### Extract to read
***

I tested by replacing
my $url = "https://xxxxxxxxxxxxxx.com/api/v1/reports/active/week";
with
my $url = "https://fakeUrl.com/api/v1/reports/active/week";
And in this scenario, 404 would be passed and the program is supposed to fail. With this test, I noticed that the the contents of teams.txt and backyard.txt get wiped, but the backup.txt file gets wiped too...and that's not good.
I'm fine with teams.txt and backyard.txt being overwritten per each run of the script, but I need the backup.txt file to be retained no matter what, unless the program runs successfully and there's new content from teams.txt to be copied over to backup.txt.
Any help I can get is highly appreciated!
Following code snippets taken almost directly from documentation for modules.
May be you should try this approach.

***

(Source data)
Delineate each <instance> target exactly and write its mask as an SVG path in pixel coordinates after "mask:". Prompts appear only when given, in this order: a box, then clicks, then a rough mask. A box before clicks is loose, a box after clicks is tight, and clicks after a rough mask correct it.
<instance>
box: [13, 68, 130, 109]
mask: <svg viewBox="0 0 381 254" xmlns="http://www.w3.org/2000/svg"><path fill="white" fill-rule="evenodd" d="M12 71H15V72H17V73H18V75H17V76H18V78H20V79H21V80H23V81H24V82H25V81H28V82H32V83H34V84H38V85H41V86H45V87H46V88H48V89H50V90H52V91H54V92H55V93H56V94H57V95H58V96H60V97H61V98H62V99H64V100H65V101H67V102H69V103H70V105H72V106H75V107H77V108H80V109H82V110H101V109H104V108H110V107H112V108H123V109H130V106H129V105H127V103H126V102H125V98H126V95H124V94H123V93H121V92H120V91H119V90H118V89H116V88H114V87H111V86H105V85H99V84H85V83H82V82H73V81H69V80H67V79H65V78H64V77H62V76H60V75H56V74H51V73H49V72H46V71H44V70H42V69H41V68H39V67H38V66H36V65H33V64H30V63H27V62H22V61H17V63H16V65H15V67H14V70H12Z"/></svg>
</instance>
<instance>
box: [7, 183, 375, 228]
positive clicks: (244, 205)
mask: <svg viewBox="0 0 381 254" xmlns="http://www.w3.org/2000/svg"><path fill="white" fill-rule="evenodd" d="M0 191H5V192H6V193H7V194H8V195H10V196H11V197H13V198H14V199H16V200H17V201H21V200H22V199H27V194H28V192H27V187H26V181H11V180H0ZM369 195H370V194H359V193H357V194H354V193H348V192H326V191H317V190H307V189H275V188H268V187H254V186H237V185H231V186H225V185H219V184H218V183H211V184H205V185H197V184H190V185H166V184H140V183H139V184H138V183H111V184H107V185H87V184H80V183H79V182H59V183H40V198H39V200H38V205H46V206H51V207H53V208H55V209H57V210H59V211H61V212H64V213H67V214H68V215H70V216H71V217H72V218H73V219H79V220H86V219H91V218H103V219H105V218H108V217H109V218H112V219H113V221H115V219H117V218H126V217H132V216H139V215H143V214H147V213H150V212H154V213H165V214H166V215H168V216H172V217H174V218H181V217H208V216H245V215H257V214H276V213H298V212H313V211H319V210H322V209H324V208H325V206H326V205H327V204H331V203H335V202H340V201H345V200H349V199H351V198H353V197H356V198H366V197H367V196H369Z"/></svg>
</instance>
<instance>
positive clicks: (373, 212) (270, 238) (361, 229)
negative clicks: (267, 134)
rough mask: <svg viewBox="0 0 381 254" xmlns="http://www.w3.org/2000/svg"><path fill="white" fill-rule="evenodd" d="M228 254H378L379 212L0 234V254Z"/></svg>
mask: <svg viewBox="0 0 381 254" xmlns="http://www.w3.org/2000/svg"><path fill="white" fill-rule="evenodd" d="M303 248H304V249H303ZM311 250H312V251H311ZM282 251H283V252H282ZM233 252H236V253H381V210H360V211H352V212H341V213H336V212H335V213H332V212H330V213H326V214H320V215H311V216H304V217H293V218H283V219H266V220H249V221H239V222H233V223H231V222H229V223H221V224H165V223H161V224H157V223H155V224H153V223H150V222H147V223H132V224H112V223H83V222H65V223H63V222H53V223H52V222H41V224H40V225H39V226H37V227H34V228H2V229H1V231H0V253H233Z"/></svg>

***

### Task 1
Answer these questions about the forum thread on the script and its backup file:
(a) What URL was put in place of the original one for the test?
(b) Which file must be kept unless the program runs successfully?
(c) Which files is the poster fine with having overwritten on each run?
### Task 2
List every file name that appears in the forum thread on the script and its backup file.
### Task 3
Extend the forum thread on the script and its backup file from its final sentence.

### Task answer 1
(a) https://fakeUrl.com/api/v1/reports/active/week
(b) backup.txt
(c) teams.txt and backyard.txt

### Task answer 2
teams.txt, backyard.txt, backup.txt

### Task answer 3
use strict;
use warnings;
use feature 'say';
use LWP::UserAgent ();
my $url = 'https://metacpan.org/pod/HTTP::Tiny';
$url = 'https://fakeUrl.com/api/v1/reports/active/week';
my $ua = LWP::UserAgent->new(timeout => 10);
$ua->env_proxy;
my $response = $ua->get($url);
my $data;
if ($response->is_success) {
$data = $response->decoded_content;
}
else {
die $response->status_line;
}
# Process further data
say $data;
Output
500 Can't connect to fakeUrl.com:443 (Bad file descriptor) at C:\....\http_lwp.pl line 19.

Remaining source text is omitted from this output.